[TO DO]
**A)** According to the piece on Tadahiro Uesugi's illustrations, what style of American advertising art influenced his work?
**B)** Extend the piece on Tadahiro Uesugi's illustrations, picking up after its last sentence.

[TEXT TO READ]
++++++
I first wrote about Japanese illustrator Tadahiro Uesugi back in 2005, and again in 2010. While his awkwardly arranged website has unfortunately not been revised, his work is a fresh and wonderful as ever.
Influenced by an affection for 1950s and 1960s “modern” styles of American advertising art, Uesugi brings together a strong sense of design, perspective and geometry with a brilliant use of light and color to create deceptively simple but remarkably effective images.
Many of his illustrations are set in U.S. and European cities (as presumably are some of his clients), notably San Francisco and Paris.
He uses open areas and negative space with almost equal presence to his represented objects. Often, much more is suggested than presented. He adds deft touches of texture exactly where most appropriate.
Given the amazingly strong geometric foundation of his compositions, you might be tempted to think that his images are filled with straight lines, but they’re not. His lines are curved, slanted, skewed, broken and rough edged — anything but straight.
++++++
[ENTRIES SUPPLIED]
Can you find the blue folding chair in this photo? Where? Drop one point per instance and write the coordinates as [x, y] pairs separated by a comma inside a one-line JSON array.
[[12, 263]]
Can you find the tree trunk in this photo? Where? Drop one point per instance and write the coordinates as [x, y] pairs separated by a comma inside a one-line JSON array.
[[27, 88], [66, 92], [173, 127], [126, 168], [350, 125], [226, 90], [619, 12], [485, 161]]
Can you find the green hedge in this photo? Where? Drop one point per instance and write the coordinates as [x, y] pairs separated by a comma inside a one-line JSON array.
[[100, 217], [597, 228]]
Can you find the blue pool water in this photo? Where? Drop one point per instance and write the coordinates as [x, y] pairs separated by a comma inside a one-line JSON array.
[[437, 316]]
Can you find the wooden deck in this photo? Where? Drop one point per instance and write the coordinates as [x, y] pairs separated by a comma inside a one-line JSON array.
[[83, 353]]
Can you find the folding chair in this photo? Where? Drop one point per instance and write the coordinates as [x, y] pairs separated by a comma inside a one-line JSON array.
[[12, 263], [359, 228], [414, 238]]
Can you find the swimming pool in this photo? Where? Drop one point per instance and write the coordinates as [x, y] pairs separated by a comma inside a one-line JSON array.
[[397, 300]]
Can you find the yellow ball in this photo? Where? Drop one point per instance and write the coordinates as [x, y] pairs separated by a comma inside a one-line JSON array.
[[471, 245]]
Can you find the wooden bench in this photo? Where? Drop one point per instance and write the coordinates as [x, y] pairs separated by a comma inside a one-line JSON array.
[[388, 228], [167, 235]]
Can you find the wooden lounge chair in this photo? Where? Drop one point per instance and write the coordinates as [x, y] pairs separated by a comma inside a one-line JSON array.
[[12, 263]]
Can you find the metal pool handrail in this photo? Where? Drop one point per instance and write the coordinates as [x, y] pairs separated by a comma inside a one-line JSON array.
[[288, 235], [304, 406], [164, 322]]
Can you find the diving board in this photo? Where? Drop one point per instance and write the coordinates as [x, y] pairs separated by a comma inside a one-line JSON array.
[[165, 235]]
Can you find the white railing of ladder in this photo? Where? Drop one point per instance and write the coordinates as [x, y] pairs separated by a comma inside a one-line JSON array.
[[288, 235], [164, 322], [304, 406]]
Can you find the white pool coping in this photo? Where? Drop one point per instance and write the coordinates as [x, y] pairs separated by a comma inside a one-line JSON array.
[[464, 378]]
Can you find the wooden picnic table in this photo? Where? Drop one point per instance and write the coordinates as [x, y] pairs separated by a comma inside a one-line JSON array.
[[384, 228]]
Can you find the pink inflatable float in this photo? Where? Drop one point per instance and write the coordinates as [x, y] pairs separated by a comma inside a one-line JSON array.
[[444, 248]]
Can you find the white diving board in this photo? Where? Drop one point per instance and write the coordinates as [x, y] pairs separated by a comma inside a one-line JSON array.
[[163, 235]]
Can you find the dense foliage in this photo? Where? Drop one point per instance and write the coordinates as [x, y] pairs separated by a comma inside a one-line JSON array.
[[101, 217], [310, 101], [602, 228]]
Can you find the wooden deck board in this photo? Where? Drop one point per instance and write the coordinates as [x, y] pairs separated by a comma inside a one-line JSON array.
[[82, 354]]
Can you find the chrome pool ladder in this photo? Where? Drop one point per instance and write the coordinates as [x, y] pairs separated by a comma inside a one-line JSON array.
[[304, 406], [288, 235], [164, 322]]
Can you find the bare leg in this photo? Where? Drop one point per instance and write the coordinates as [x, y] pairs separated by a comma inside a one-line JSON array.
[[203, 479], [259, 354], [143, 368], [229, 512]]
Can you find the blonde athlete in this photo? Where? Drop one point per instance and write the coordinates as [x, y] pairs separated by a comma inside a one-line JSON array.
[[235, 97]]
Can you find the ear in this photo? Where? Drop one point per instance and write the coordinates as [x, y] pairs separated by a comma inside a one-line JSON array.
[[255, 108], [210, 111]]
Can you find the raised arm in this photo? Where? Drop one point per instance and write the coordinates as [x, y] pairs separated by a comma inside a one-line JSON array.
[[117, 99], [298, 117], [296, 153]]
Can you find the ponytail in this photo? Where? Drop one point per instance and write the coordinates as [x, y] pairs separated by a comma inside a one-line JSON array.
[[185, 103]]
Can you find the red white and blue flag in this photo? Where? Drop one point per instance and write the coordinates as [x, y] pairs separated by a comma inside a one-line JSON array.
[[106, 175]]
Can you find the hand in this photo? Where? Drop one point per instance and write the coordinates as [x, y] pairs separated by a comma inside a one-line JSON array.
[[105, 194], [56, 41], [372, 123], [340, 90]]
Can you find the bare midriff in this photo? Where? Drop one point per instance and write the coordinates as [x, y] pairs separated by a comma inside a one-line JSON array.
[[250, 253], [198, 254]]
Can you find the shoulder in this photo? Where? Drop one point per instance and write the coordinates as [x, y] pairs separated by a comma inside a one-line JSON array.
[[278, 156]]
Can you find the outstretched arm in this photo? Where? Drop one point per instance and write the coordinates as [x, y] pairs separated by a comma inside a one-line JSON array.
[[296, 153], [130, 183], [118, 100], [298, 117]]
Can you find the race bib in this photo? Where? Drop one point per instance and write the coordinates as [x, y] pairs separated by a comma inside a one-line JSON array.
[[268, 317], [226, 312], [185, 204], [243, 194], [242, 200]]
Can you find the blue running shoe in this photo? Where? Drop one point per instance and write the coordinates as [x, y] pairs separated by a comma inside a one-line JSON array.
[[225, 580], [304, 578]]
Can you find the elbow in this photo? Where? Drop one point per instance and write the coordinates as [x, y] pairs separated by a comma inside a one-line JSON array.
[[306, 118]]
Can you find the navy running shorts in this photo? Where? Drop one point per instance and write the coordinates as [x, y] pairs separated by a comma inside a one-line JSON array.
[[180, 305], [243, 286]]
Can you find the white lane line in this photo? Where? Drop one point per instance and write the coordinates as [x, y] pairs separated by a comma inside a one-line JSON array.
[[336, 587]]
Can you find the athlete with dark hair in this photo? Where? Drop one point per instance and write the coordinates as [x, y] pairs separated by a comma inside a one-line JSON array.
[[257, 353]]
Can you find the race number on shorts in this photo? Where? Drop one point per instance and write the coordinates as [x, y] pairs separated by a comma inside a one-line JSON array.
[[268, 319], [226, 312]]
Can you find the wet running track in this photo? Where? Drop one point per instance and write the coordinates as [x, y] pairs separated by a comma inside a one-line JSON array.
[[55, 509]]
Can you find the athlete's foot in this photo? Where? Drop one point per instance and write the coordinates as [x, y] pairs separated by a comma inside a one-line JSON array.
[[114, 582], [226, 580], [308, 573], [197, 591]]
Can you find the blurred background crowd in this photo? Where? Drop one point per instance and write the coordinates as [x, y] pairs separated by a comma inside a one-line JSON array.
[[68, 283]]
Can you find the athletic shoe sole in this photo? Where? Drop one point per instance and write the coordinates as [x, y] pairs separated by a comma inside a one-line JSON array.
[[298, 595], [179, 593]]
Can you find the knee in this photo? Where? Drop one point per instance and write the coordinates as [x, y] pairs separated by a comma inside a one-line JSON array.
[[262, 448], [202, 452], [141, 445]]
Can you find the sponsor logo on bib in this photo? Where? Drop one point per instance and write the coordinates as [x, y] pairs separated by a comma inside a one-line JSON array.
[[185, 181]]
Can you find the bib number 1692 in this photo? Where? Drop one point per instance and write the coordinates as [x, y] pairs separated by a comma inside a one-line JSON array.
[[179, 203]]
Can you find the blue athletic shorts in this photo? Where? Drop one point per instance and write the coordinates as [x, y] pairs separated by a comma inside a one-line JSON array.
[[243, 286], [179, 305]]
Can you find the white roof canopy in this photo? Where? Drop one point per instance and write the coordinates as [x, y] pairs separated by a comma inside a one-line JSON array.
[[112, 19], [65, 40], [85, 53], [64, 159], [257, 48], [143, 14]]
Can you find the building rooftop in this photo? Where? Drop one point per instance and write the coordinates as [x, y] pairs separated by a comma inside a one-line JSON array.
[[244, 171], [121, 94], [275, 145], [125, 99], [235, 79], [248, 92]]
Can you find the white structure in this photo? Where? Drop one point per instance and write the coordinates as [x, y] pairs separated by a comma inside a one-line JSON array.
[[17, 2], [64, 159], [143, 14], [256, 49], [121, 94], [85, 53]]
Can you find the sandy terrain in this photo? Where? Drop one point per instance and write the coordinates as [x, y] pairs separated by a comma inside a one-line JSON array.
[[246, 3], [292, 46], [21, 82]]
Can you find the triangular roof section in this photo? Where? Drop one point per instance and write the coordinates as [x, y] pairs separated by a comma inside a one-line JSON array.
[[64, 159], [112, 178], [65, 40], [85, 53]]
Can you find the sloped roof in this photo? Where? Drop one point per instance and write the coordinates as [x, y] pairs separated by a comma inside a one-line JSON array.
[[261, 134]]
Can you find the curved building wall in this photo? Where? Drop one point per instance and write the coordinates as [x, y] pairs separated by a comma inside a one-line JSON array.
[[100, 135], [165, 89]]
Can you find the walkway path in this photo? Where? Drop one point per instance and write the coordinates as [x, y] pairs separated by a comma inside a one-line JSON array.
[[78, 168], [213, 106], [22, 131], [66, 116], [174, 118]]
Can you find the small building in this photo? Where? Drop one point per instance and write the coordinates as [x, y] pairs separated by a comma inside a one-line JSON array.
++++++
[RESPONSES FOR EACH TASK]
**A)** The "modern" styles of American advertising art from the 1950s and 1960s.

**B)**
His subtle use of value is not what you might expect from work that seems so abstracted into basic forms, but in many ways, value relationships are at the heart of his compositions.
Light shimmers, slides, peeks and bounces through his images — slipping through cracks, hiding in doorways and bounding down alleys. Light is as much a character in Uesugi’s images as his frequent subjects of fashionable young women walking through urban environments.
His website is not as easy to browse as one might like. The home page is a jumble of mentions of projects and links to places other than his portfolio, all in Japanese. Just go directly to the bottom of the page, and on the little navigation bar at the very bottom, click “Illustration”. I can’t even give you a direct link because the damn thing is in frames.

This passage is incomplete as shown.